## Problems to work on
A – According to the article on airline stocks, by what percentage did Air Canada's stock price rise in the last year?
B – Translate this sentence from the article on airline stocks into French: "Airline stocks are typically turbulent investments, but they have recently started taking on some appealing qualities for the longer-term investor, analysts say."
C – Continue the article on airline stocks from the point at which it stops.

## Text shown
- Opening Delimiter -
Think airlines make for horrible investments? Think again Add to ...

Airline stocks are typically turbulent investments, but they have recently started taking on some appealing qualities for the longer-term investor, analysts say.

Although Walter Spracklin at RBC Dominion Securities downgraded his recommendation Wednesday on Air Canada and WestJet Airlines Ltd. to “sector perform” from “outperform,” he sees some fundamental changes that make airline stocks more attractive.

Even as the airlines face heightened competition, with the introduction of the new WestJet Encore regional service and Air Canada’s discount carrier Rouge, the stocks are maintaining their sheen.

“We believe that there is a positive, secular shift ongoing in the airline industry, that is making airlines more investible securities, as opposed to the past,” Mr. Spracklin said in an interview.

But investors should still expect a little bumpiness, as airline stocks remain at their recent highs, he added. On Wednesday, he suggested that now may be a good time to sell some shares to take advantage of their lofty gains. In the last year, Air Canada stock’s price soared 280 per cent higher, while WestJet shares rose 80 per cent, he noted.
- Closing Delimiter -
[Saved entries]
- Opening Delimiter -
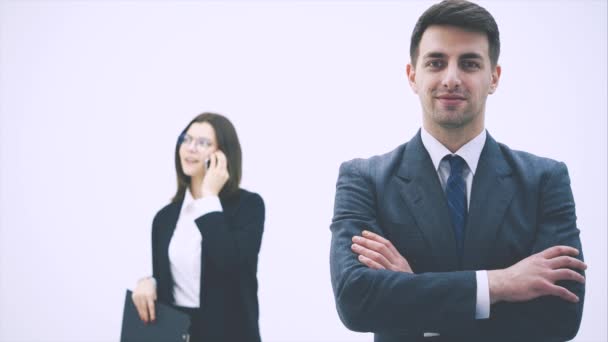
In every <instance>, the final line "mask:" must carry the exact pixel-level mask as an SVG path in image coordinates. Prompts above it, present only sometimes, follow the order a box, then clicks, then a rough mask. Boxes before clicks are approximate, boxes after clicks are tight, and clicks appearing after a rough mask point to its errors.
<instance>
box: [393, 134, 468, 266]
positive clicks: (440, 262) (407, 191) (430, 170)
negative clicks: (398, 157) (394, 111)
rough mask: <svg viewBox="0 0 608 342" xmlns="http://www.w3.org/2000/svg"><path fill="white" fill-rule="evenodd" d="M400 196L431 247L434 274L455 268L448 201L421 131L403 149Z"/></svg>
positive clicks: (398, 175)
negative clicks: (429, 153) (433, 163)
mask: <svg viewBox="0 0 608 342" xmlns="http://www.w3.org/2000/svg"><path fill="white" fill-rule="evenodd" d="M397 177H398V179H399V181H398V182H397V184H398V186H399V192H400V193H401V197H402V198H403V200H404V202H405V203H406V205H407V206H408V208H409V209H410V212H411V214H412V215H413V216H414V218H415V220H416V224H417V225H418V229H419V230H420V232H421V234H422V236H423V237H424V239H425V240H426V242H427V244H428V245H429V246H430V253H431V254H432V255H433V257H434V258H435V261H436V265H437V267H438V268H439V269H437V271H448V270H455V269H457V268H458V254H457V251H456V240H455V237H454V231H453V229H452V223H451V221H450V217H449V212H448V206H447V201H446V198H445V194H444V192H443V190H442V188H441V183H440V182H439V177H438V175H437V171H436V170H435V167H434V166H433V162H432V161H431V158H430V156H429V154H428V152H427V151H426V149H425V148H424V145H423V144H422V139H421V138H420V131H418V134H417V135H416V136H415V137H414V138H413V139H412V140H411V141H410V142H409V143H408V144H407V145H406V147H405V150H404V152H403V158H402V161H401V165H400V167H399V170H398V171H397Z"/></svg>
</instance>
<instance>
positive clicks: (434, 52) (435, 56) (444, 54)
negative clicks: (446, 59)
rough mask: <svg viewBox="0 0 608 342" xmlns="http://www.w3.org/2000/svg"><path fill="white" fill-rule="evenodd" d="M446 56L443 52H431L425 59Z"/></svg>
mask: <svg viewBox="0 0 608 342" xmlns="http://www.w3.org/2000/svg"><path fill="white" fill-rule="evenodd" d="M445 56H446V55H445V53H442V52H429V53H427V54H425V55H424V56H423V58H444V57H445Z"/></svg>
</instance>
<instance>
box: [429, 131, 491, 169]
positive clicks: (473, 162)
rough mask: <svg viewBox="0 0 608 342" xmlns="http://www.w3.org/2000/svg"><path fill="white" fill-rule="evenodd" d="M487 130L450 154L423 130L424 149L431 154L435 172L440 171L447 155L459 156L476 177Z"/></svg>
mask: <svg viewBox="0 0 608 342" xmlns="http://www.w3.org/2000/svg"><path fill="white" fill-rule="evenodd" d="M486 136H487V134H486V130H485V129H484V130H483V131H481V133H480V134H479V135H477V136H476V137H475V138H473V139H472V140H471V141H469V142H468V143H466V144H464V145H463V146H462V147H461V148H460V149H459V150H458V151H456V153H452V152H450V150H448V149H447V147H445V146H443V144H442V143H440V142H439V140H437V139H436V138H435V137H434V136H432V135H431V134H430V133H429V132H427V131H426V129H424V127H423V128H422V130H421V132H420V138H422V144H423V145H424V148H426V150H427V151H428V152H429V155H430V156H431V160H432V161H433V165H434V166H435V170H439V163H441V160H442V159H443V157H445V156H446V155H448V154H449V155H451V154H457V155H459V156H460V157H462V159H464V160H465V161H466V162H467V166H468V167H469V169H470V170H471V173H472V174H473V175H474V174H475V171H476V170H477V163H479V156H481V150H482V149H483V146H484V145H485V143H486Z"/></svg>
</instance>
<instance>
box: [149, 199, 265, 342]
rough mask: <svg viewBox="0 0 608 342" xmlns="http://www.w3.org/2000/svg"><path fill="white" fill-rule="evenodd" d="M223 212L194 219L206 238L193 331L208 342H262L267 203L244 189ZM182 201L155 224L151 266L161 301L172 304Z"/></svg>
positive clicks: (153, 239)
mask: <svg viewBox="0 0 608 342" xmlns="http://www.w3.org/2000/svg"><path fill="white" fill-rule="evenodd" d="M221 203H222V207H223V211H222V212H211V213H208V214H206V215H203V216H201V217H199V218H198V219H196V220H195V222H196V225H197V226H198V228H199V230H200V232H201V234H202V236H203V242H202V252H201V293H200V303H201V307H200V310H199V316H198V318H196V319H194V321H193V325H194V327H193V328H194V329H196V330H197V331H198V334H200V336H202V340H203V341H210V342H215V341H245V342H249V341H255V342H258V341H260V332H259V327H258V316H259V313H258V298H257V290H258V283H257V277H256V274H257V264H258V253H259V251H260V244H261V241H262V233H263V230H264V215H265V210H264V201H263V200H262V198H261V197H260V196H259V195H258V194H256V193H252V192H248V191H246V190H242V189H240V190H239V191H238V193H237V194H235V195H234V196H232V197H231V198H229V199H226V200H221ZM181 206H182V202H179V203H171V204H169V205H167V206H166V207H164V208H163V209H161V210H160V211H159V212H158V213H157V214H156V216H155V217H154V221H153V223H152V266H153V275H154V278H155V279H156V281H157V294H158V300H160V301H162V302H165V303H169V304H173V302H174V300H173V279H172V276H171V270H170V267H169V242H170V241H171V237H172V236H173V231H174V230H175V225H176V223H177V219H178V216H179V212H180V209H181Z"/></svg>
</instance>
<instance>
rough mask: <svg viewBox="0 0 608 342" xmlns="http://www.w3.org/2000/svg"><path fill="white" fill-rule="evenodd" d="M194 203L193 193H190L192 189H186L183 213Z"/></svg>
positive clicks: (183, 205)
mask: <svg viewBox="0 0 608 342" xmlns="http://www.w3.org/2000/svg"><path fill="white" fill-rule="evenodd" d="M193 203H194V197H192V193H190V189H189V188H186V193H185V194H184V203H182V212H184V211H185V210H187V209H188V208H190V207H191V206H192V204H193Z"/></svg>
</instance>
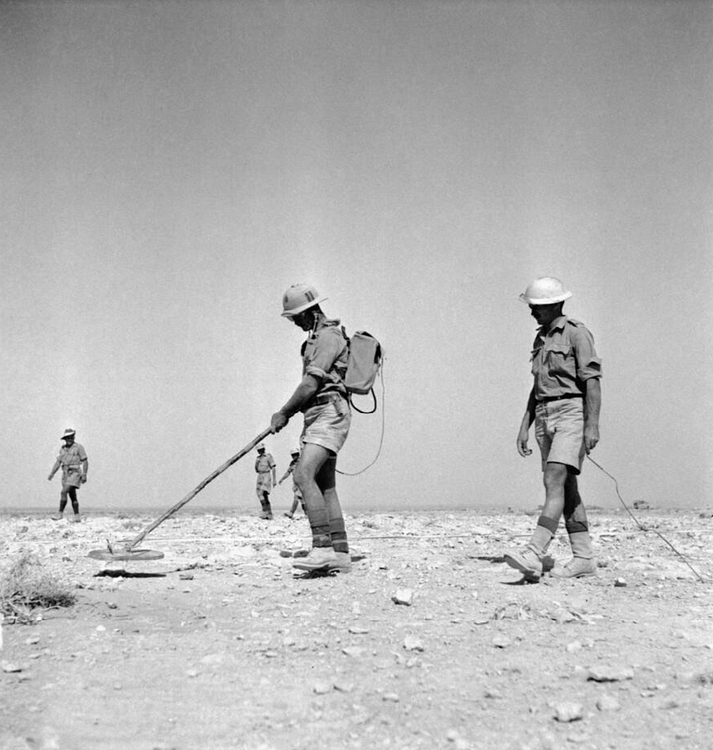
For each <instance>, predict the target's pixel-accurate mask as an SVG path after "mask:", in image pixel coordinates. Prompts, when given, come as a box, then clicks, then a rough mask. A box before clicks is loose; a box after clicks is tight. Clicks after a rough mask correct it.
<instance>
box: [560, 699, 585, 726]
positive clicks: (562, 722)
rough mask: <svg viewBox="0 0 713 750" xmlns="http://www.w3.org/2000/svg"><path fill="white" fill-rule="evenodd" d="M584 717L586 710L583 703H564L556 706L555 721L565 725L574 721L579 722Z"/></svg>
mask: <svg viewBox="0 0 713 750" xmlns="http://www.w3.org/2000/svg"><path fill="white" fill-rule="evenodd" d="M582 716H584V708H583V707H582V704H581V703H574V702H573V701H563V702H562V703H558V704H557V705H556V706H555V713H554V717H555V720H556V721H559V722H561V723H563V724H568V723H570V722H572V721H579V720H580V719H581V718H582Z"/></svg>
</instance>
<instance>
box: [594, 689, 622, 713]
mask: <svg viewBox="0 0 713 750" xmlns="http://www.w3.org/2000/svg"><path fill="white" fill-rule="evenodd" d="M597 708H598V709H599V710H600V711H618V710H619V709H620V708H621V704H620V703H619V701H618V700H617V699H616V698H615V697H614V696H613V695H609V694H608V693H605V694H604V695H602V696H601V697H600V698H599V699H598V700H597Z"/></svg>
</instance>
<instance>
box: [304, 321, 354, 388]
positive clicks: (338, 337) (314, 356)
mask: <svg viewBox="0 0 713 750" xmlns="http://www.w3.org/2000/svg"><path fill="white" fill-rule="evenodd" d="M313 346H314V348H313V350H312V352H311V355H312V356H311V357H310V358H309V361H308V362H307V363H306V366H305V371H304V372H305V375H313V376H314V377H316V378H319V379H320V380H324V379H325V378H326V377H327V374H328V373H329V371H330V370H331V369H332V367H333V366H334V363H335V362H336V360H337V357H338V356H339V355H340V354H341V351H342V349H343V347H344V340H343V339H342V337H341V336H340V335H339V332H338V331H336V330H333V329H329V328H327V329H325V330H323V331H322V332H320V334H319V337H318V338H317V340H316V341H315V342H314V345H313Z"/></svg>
- Closing Delimiter -
- Opening Delimiter -
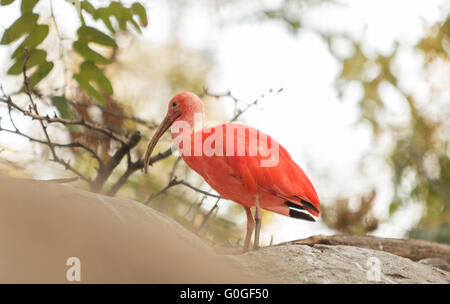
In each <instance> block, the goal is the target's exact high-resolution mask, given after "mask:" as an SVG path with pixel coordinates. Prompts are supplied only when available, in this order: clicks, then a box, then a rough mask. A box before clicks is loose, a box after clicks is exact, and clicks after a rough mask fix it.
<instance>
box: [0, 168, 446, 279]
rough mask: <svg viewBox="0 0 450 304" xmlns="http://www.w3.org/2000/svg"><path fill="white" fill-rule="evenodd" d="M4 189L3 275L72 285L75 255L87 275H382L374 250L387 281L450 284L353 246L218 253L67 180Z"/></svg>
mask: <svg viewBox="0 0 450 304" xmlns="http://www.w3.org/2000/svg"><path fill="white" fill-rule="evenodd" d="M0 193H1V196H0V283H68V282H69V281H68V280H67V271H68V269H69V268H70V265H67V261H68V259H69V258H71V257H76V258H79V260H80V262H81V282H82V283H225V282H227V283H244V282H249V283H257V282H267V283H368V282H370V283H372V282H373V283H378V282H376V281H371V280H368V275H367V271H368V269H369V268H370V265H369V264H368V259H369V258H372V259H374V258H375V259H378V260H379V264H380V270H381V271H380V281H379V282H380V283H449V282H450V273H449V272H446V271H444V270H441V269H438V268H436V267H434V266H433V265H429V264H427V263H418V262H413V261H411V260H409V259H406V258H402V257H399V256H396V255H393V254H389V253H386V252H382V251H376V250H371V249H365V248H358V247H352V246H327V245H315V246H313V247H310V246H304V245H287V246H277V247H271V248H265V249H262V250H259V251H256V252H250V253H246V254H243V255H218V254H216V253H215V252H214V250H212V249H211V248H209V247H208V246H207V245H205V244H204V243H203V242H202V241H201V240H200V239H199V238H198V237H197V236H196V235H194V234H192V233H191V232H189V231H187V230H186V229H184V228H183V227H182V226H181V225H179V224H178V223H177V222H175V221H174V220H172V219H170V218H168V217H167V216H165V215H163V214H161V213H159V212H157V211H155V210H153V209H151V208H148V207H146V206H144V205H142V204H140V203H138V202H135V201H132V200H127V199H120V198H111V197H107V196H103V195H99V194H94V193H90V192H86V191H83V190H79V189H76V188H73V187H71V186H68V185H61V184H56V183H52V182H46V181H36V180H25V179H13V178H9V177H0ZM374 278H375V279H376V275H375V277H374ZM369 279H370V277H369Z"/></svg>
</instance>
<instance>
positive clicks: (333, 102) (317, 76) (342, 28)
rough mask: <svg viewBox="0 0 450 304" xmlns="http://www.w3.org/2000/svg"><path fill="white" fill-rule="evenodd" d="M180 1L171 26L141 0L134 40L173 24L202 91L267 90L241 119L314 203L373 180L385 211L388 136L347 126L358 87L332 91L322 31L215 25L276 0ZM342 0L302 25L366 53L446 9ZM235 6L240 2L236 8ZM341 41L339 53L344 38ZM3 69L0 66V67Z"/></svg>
- Closing Delimiter -
## Task answers
A – 280 percent

B – Les actions des compagnies aériennes sont généralement des placements turbulents, mais elles ont récemment commencé à acquérir des qualités attrayantes pour l'investisseur à plus long terme, selon des analystes.

C –
Analyst Chris Murray of PI Financial, however, stuck to his “buy” recommendation Wednesday on Air Canada shares, noting particularly the airline’s apparent interest in possibly becoming the first Canadian carrier to take advantage of a complicated debt structure previously open to U.S. airlines. Enhanced equipment trust certificates (EETCs) could be a source of new capital, conveniently coming at a time when Canadian airlines are expanding with new regional and discount-carrier offshoots.

“Air Canada is likely to be the first Canadian airline to tap this market, and it is also likely that a number of other Canadian airlines may consider the EETC structure for future aircraft purchases,” Mr. Murray noted in a report.

Yet, underlying this favourable view are some basic changes in the industry.

First, as Mr. Spracklin at RBC notes, there are the newer classes of airfares. No longer is it just business class and economy. Now different levels of economy class, plus the option at check-in to splurge a few hundred dollars at the last minute on more legroom and other upgrades, allow airlines to earn that little bit extra.

Second, airlines have been increasingly able to better match the number of flights and available seats to market demand. This has meant fuller flights, measured in the industry as load factors, and these have been soaring to record highs for Air Canada and WestJet.

Third, Air Canada’s last round of settlements with its unions were “groundbreaking,” Mr. Spracklin said. “They threw the dice with a final offer of arbitration and they won. As a result, they’ve gotten an opportunity to cut costs like they’ve never cut before. And no wonder you’re seeing major restructuring announcements like Rouge, and you’re going to see a much more attractive cost dynamic at Air Canada.”

In short, the financial community sees a much firmer foundation beneath airline stocks. But they haven’t completely lost their knee-jerk characteristics. Volatility should still be expected, even if major swings in stock prices could become more a thing of the past.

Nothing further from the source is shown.